TASK GOAL
The required output is the exact sequence of lines from the line holding "Where can the child" to the end of the records, inclusive.

EXERCISE MATERIAL
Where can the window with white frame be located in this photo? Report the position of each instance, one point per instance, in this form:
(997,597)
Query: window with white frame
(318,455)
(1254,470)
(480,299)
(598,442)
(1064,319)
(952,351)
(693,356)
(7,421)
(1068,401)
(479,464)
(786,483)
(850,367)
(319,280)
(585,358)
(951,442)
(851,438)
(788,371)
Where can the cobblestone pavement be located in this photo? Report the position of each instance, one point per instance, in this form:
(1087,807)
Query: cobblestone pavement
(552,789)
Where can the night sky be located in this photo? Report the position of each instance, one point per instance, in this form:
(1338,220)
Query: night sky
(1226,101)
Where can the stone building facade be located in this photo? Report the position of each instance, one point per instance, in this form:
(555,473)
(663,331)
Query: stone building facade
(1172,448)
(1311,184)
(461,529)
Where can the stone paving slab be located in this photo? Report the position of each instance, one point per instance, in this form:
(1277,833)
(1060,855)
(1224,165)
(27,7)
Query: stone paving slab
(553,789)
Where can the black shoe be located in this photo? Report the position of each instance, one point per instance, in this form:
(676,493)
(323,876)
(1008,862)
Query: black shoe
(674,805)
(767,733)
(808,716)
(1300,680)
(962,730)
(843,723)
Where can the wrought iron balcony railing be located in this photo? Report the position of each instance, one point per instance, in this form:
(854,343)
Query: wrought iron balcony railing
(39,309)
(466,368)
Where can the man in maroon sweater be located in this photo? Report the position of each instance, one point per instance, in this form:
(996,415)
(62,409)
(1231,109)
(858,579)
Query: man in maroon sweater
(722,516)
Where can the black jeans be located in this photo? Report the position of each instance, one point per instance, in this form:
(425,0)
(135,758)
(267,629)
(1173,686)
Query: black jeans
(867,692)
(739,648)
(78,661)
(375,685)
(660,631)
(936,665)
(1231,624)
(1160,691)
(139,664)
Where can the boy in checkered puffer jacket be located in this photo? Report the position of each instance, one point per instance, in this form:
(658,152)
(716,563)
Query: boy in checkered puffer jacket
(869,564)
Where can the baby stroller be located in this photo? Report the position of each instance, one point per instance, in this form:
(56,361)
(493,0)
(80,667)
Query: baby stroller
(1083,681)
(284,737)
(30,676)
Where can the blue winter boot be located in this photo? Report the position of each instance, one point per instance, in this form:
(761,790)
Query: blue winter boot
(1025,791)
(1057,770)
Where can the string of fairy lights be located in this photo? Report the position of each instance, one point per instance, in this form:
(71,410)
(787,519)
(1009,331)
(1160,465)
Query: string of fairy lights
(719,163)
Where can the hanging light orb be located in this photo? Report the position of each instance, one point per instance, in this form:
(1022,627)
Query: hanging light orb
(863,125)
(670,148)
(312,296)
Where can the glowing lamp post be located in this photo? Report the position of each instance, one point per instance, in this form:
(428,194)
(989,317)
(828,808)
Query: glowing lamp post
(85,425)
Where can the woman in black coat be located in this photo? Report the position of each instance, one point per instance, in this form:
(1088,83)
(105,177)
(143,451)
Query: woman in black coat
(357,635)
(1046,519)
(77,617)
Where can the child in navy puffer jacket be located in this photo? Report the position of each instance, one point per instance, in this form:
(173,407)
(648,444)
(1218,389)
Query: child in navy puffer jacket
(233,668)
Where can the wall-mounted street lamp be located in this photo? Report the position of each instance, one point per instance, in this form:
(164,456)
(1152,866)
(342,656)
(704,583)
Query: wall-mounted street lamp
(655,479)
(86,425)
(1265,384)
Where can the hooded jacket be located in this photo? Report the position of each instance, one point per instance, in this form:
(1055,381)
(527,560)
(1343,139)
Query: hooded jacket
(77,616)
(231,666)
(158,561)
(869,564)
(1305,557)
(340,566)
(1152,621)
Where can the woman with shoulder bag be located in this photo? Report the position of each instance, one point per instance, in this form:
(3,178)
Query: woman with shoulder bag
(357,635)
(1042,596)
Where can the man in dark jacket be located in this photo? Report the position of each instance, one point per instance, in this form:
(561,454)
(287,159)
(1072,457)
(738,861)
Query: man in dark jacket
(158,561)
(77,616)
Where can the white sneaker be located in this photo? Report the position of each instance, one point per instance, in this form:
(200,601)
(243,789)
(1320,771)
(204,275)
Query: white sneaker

ANSWER TO THIS TASK
Where can the child in navy puffer jacket be located in this photo? Report the position of each instance, one point per instance, in this form:
(173,407)
(648,444)
(1218,389)
Query: child in navy puffer jacket
(233,668)
Where can the wall-mounted street lamp be located in this photo? Report the position of each instance, one point per instance, in this form:
(164,456)
(1152,866)
(342,656)
(704,583)
Query: wall-mounted street lamp
(655,479)
(86,425)
(1265,384)
Where can the hooded jacket be located in this photo? Report the position of each instance, one point per instance, in this form:
(1055,381)
(527,560)
(1343,139)
Query: hooded jacket
(77,616)
(231,666)
(158,561)
(869,564)
(1305,557)
(340,566)
(1152,621)
Where can the woman with shoulder bag be located in this photo? Report the position of each instance, one point per instance, in this form:
(3,178)
Query: woman with shoulder bag
(357,635)
(1042,596)
Where can the man in dark jacket be located in this photo? Report the position of each instance, one point per instance, in this form:
(561,454)
(287,159)
(1072,457)
(738,861)
Query: man in dark jacket
(158,561)
(77,616)
Where can the white sneaker be located in this photo? Report the position of each instance, one point per instance, in this form:
(200,601)
(243,789)
(1320,771)
(204,275)
Query: white sneaker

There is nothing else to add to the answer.